** START **

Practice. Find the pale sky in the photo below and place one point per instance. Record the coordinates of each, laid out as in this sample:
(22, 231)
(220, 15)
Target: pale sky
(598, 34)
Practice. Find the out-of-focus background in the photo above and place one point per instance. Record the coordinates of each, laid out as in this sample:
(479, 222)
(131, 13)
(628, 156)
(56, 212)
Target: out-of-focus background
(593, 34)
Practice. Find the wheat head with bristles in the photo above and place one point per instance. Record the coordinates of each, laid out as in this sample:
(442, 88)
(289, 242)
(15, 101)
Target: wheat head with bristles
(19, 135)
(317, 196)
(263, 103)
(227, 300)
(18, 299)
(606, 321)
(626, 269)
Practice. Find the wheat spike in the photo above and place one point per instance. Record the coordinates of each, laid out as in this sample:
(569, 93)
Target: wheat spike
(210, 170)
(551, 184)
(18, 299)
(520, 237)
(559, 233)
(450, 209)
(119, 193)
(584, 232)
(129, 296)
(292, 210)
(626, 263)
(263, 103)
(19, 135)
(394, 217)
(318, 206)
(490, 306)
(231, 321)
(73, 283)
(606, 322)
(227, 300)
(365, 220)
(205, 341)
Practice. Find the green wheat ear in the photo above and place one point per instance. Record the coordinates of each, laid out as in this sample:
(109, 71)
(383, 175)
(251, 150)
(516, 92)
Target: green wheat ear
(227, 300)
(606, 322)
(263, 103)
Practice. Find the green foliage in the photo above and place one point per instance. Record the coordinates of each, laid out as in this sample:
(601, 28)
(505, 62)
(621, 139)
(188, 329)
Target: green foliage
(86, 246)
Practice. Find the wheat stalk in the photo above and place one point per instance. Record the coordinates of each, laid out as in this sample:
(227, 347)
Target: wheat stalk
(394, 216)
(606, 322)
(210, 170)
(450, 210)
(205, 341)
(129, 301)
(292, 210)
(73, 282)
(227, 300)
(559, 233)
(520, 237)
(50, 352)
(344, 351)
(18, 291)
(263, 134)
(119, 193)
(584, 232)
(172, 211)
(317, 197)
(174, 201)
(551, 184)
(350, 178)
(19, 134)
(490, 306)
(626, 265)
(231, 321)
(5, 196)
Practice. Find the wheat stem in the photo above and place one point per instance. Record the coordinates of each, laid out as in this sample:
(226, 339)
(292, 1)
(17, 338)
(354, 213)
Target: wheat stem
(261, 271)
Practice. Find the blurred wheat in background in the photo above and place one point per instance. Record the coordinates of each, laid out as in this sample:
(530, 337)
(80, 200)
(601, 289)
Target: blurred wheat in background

** END **

Job
Give back exactly the lines from the one containing "Practice. Find the green wheat" to the end of the material, both ends included.

Solution for this exercise
Practice. Find the green wheat ear in the photo above and place one point per instance. Record the coordinates of each, laid out as in this sample:
(109, 71)
(383, 175)
(251, 150)
(516, 92)
Target: green wheat ear
(227, 300)
(606, 322)
(263, 103)
Practice. Find the green foliage in the photo above and place one point per instance. Record the coordinates of each, laid out as in this sample:
(601, 28)
(505, 62)
(621, 139)
(188, 329)
Target: green foliage
(86, 246)
Practice. Find the wheat stalk in the photo above and place one point per instance. Record the coordinates of each, laid out as in this sample:
(227, 347)
Target: wheat stalk
(394, 216)
(606, 322)
(210, 170)
(450, 210)
(205, 341)
(129, 301)
(292, 210)
(73, 282)
(227, 300)
(559, 233)
(520, 237)
(50, 352)
(344, 351)
(18, 291)
(263, 134)
(119, 193)
(584, 232)
(172, 211)
(317, 197)
(174, 201)
(551, 184)
(350, 178)
(19, 134)
(490, 306)
(626, 265)
(231, 321)
(5, 196)
Practice. Find the wheat stem in the photo above and place one point per instance. Record the coordinates of each, laid out as in this sample:
(226, 339)
(292, 1)
(17, 338)
(354, 213)
Target: wheat stem
(261, 271)
Practice. Find the blurred wheat in background in the photo above and place one point per instance. Record the coordinates of each, laid out as in this sample:
(530, 337)
(80, 200)
(601, 289)
Target: blurred wheat in background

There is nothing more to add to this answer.